_Passage to read_
============

The JVI was created 30 years ago to assist former centrally planned economies with their transition to market-based systems. What trajectories have these economies followed, and how do they compare 30 years later? What went right with the transition, and what did not? What mattered, and what did not? And at present, what are the main challenges facing Central and Eastern Europe? The 2022 Annual Lecture addressed all these broad questions and provide the unique perspective of Professor Marek Belka, a statesman, top economic policymaker, and a keen observer of trends faced by the region in the past 30 years.
What went right? According to Professor Belka, who focused his intervention mostly on Central and Eastern Europe (CEE), the transition from command to market economy, though painful, proved an overall a success. Price liberalization, the introduction of hard budget constraints and increased competition allowed the build-up of a stable macroeconomic framework, enabling individuals to behave according to market incentives. These foundations of the market economy were implemented via a swift reform package known as “Big Bang” in many Central European countries. It turned out, however, to be much more challenging and time-consuming to establish market institutions. Mere liberalization and privatization were insufficient for these institutions to emerge on their own. Tax systems, banking and capital markets, competition and antimonopoly laws were gradually built up in many transition economies.

============

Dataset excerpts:
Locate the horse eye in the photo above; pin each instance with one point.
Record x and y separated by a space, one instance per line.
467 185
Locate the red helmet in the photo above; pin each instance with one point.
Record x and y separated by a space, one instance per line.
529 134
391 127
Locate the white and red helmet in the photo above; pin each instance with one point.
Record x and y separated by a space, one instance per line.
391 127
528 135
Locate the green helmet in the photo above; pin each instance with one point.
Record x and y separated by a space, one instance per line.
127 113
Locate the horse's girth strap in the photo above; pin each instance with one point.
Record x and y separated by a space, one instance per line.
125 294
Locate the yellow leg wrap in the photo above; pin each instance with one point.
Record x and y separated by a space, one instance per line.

============

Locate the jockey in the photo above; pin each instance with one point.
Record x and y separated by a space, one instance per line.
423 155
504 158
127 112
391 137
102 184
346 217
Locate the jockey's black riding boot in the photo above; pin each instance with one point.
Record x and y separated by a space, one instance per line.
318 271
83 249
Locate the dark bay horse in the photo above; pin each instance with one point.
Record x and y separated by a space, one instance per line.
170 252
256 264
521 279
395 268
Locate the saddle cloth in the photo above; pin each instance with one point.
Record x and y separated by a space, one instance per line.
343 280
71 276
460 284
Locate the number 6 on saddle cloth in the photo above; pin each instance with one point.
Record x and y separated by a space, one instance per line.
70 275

============

_Aim of the task_
Summarize the passage on the JVI's 2022 Annual Lecture in two sentences.

_Task solution_
The 2022 Annual Lecture, held 30 years after the JVI was created to help former centrally planned economies move to market-based systems, offered Professor Marek Belka's perspective on how those economies have fared and on the main challenges now facing Central and Eastern Europe. Belka judged the transition from command to market economy painful but overall a success: price liberalization, hard budget constraints and increased competition built a stable macroeconomic framework, while market institutions such as tax systems, banking and capital markets, and competition law proved much harder and slower to establish.